Changing the clustered index

  • To be sure, on large tables, it's not just an obsession.

    --Jeff Moden


    RBAR is pronounced "ree-bar" and is a "Modenism" for Row-By-Agonizing-Row.
    First step towards the paradigm shift of writing Set Based code:
    ________Stop thinking about what you want to do to a ROW... think, instead, of what you want to do to a COLUMN.

    Change is inevitable... Change for the better is not.


    Helpful Links:
    How to post code problems
    How to Post Performance Problems
    Create a Tally Function (fnTally)

  • It's also a bit odd for me to have you tell me not to be so concerned with the speed of imports when you, yourself, have posted just such a concern at http://www.sqlservercentral.com/Forums/FindPost1664429.aspx. 😉

    --Jeff Moden


    RBAR is pronounced "ree-bar" and is a "Modenism" for Row-By-Agonizing-Row.
    First step towards the paradigm shift of writing Set Based code:
    ________Stop thinking about what you want to do to a ROW... think, instead, of what you want to do to a COLUMN.

    Change is inevitable... Change for the better is not.


    Helpful Links:
    How to post code problems
    How to Post Performance Problems
    Create a Tally Function (fnTally)

  • Jeff Moden (2/27/2015)


    It's also a bit odd for me to have you tell me not to be so concerned with the speed of imports when you, yourself, have posted just such a concern at http://www.sqlservercentral.com/Forums/FindPost1664429.aspx. 😉

    The concern there is the overhead adding by forcing the varchar(50) to be in a separate nonclustered index, thus doubling I/O for every INSERT.

    And, as I noted above, forcing the varchar(50) to a separate nonclus index also doubles the I/O on every lookup. That's not one I/O being doubled, btw, but one for each level of index, typically three for millions of rows.

    The INSERT speed will also be slower with an additional index to load, particularly since that index will fragment.

    The table with identity will not have 0% freespace either. And all INSERTs have to be serialized, so that identity numbers can be sequentially assigned.

    For this specific table, since SELECTs always specify specific key value(s), why force additional index(es), with subsequent maintenance, adjusting to keep the index covering, etc.? It just doesn't make sense at all from a performance perspective. The only reason seems to be to avoid a varchar(50) as a clustering key: that's just wrong since the varchar(50) is the only index needed.

    SQL DBA,SQL Server MVP(07, 08, 09) A socialist is someone who will give you the shirt off *someone else's* back.

  • ScottPletcher (2/27/2015)


    Jeff Moden (2/27/2015)


    It's also a bit odd for me to have you tell me not to be so concerned with the speed of imports when you, yourself, have posted just such a concern at http://www.sqlservercentral.com/Forums/FindPost1664429.aspx. 😉

    The concern there is the overhead adding by forcing the varchar(50) to be in a separate nonclustered index, thus doubling I/O for every INSERT.

    And, as I noted above, forcing the varchar(50) to a separate nonclus index also doubles the I/O on every lookup. That's not one I/O being doubled, btw, but one for each level of index, typically three for millions of rows.

    The INSERT speed will also be slower with an additional index to load, particularly since that index will fragment.

    The table with identity will not have 0% freespace either. And all INSERTs have to be serialized, so that identity numbers can be sequentially assigned.

== Records shown ==
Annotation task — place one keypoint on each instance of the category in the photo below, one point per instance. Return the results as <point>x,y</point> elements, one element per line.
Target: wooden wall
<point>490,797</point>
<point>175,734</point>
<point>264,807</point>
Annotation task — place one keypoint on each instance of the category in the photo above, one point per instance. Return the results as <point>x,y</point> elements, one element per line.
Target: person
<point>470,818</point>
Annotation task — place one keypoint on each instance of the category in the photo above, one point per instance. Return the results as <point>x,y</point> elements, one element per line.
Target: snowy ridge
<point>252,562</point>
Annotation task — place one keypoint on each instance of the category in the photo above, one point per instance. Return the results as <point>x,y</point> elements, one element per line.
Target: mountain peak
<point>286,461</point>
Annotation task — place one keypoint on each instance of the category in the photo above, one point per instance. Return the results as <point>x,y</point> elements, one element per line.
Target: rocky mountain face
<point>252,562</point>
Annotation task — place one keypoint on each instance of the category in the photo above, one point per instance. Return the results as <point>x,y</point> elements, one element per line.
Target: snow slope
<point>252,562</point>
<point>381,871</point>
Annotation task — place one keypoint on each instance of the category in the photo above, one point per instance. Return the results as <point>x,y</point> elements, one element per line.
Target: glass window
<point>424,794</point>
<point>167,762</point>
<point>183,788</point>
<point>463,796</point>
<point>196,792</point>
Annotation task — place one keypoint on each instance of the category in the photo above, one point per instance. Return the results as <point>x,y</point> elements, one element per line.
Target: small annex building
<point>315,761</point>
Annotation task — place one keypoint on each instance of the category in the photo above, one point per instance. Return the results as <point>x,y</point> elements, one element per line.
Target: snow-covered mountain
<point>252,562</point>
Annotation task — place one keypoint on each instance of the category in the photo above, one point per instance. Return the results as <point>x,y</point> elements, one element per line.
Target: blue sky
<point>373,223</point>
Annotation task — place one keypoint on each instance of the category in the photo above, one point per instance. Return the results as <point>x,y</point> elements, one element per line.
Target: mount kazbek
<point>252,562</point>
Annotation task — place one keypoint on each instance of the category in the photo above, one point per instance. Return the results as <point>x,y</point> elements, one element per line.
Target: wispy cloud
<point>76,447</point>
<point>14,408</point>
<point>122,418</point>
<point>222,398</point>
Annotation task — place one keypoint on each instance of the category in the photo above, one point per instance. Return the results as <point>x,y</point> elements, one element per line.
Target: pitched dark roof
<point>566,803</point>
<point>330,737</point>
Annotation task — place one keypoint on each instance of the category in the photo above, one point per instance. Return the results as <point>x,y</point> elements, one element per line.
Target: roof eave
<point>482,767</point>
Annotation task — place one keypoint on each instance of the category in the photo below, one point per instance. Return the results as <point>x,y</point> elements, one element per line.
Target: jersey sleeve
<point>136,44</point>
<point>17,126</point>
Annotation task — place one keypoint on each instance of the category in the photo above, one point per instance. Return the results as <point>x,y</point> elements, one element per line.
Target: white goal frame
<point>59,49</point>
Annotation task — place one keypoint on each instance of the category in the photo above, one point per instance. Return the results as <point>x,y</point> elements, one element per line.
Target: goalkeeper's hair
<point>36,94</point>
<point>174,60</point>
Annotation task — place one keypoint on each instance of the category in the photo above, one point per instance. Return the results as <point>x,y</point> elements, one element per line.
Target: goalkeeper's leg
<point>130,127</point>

== Task 1 ==
Answer these questions about the clustered index thread:
(a) What does RBAR stand for?
(b) How many index levels are typical for millions of rows?
(c) Why do all INSERTs into the table with identity have to be serialized?
== Task 2 ==
Carry on the clustered index thread from its final line.
The records are separate from the clustered index thread.

== Task output 1 ==
(a) Row-By-Agonizing-Row
(b) Three
(c) So that identity numbers can be sequentially assigned.

== Task output 2 ==
    For this specific table, since SELECTs always specify specific key value(s), why force additional index(es), with subsequent maintenance, adjusting to keep the index covering, etc.? It just doesn't make sense at all from a performance perspective. The only reason seems to be to avoid a varchar(50) as a clustering key: that's just wrong since the varchar(50) is the only index needed.

    Imagine an "out-of-insert-order" index (clustered or otherwise) that creates a page split for every insert. On large tables, it can very quickly become a serious problem especially if that index is the clustered index.

    --Jeff Moden


    RBAR is pronounced "ree-bar" and is a "Modenism" for Row-By-Agonizing-Row.
    First step towards the paradigm shift of writing Set Based code:
    ________Stop thinking about what you want to do to a ROW... think, instead, of what you want to do to a COLUMN.

    Change is inevitable... Change for the better is not.


    Helpful Links:
    How to post code problems
    How to Post Performance Problems
    Create a Tally Function (fnTally)

  • Jeff Moden (2/27/2015)


    ScottPletcher (2/27/2015)


    Jeff Moden (2/27/2015)


    It's also a bit odd for me to have you tell me not to be so concerned with the speed of imports when you, yourself, have posted just such a concern at http://www.sqlservercentral.com/Forums/FindPost1664429.aspx. 😉

    The concern there is the overhead adding by forcing the varchar(50) to be in a separate nonclustered index, thus doubling I/O for every INSERT.

    And, as I noted above, forcing the varchar(50) to a separate nonclus index also doubles the I/O on every lookup. That's not one I/O being doubled, btw, but one for each level of index, typically three for millions of rows.

    The INSERT speed will also be slower with an additional index to load, particularly since that index will fragment.

    The table with identity will not have 0% freespace either. And all INSERTs have to be serialized, so that identity numbers can be sequentially assigned.

    For this specific table, since SELECTs always specify specific key value(s), why force additional index(es), with subsequent maintenance, adjusting to keep the index covering, etc.? It just doesn't make sense at all from a performance perspective. The only reason seems to be to avoid a varchar(50) as a clustering key: that's just wrong since the varchar(50) is the only index needed.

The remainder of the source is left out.